• [Your objective]:
Read the data below. Then repeat all of it exactly.

• [Task data]:

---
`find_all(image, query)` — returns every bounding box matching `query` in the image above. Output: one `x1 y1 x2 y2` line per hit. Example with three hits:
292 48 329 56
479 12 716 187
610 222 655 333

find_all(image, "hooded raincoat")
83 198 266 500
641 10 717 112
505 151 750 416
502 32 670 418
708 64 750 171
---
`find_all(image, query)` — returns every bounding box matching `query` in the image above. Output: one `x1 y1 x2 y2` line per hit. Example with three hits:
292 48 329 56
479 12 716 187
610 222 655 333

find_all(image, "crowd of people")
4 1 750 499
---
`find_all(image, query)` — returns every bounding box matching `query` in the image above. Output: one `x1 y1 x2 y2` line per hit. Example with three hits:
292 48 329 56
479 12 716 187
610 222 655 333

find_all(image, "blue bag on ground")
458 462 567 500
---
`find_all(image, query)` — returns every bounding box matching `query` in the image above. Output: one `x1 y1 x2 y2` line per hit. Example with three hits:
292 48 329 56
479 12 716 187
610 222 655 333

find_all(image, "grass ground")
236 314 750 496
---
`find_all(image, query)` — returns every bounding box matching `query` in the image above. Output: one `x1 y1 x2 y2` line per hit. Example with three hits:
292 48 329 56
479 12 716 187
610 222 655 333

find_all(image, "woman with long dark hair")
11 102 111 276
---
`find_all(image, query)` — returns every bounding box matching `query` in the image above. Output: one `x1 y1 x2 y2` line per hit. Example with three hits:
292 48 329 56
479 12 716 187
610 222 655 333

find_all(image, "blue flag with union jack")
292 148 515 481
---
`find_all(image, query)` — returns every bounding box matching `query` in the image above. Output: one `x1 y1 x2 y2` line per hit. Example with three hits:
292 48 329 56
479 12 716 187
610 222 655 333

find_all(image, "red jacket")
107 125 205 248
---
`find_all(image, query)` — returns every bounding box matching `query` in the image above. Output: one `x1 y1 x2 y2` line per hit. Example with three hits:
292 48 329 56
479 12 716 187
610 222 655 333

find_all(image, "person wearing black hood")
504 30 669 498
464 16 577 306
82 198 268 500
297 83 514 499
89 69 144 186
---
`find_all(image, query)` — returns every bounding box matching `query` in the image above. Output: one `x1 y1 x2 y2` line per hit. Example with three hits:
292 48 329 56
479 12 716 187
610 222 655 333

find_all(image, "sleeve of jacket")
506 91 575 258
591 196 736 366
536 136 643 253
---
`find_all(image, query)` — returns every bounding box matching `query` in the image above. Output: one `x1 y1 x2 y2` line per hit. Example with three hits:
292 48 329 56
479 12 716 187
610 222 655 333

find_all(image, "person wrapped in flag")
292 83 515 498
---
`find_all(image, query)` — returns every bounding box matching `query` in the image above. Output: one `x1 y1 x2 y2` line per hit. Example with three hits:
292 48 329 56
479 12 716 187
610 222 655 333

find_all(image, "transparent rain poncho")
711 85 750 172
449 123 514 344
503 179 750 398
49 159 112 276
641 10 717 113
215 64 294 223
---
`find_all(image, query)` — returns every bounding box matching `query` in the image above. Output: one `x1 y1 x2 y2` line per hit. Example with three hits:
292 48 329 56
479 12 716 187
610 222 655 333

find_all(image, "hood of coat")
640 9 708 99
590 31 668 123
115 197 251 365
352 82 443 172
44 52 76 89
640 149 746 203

• [Written reply]:
---
`find_all(image, query)` — returns every bounding box matching `query` in the image above. Output: one `x1 y1 x2 y2` line per hit. Example with three hits:
292 48 329 56
479 12 716 187
610 222 655 333

find_all(image, "hooded raincoat")
83 198 266 500
641 10 717 112
505 151 750 416
502 32 670 418
708 64 750 171
---
`find_all(image, query)` — returns every bounding box matching `query` in the image above. Output: one `x1 y1 x2 y2` line per hit. Example with three hits:
292 48 329 56
479 12 716 187
610 222 655 333

find_all(image, "crowd of people")
4 1 750 499
---
`find_all(image, query)` — returns every bounding box matching `query` in the image above. Output: one `x1 y1 x2 y2` line per hit. Example with three hits:
292 48 329 56
479 12 716 187
610 222 655 333

find_all(image, "blue bag on ground")
458 462 567 500
---
`find_all(image, query)` — returns every bounding box matching `query` in the image above. Output: one `x1 y1 x2 y2` line per hit. Example with three hits:
292 48 329 56
479 12 716 187
610 222 655 333

find_all(image, "grass ground")
236 314 750 496
---
`find_all(image, query)` — returns every bounding box matching `query` in the image above. Output: one `x1 y1 x2 y2` line per hit. Example with three hits:
292 48 329 56
479 12 716 187
610 222 655 333

find_all(image, "woman with long dark hair")
11 102 111 276
---
`find_all(image, query)` — returns every bounding box matching `query` in the image above. Output: one `x1 y1 x2 y2` line per hit. Example with three hits:
292 48 329 56
479 12 716 187
610 222 655 333

find_all(image, "blue flag with union jack")
292 148 515 481
---
`find_all(image, query)` — returns every bounding box matching `query` in the image above. Output: one `x1 y1 x2 y2` line per hit. Example with three hits:
292 48 329 56
479 12 716 187
610 222 655 333

find_all(image, "red jacket")
107 125 205 248
---
`find_all(image, query)` — returns every bounding box matching `query` in the image above. Output: one `x1 y1 x2 y2` line per hit. Example with three hits:
292 48 329 56
479 12 716 187
610 222 655 333

find_all(image, "person wearing black hood")
504 30 669 498
464 16 577 306
82 198 268 500
297 83 514 499
89 69 144 186
---
`find_all(image, query)` — returns every bounding box matching `query` in the image above. Output: one `x1 y1 x2 y2` line per hit. Example with three hits:
292 48 329 56
479 12 716 187
610 222 655 333

find_all(image, "sleeve of jacket")
506 91 575 258
591 196 736 366
536 136 643 253
---
`find_all(image, query)` — returns every bounding box matching `query` in the image above. Output: one `x1 y1 x2 y2` line per hit. Example with three hits:
292 48 329 56
479 12 716 187
610 222 655 333

find_all(image, "person wrapped in flag")
292 83 515 498
---
`find_all(image, query)` — returns every bounding box matching `query` in the image above. Output: one `x1 y1 x2 y2` line per hit. Example with three hits:
292 48 329 56
479 12 716 187
610 222 655 333

find_all(image, "transparent rain poncho")
711 85 750 172
449 123 514 344
503 179 750 398
49 159 112 276
641 10 717 113
215 64 294 223
---
`find_all(image, query)` — returns every bounding box matching `query` in the image above. Output: one `x1 y1 x2 y2` line per hit. Example with three hits:
292 48 329 56
479 12 716 187
610 222 655 333

find_all(image, "hood of coat")
640 9 708 99
590 31 668 123
115 197 251 365
352 82 443 172
44 52 76 89
640 149 746 203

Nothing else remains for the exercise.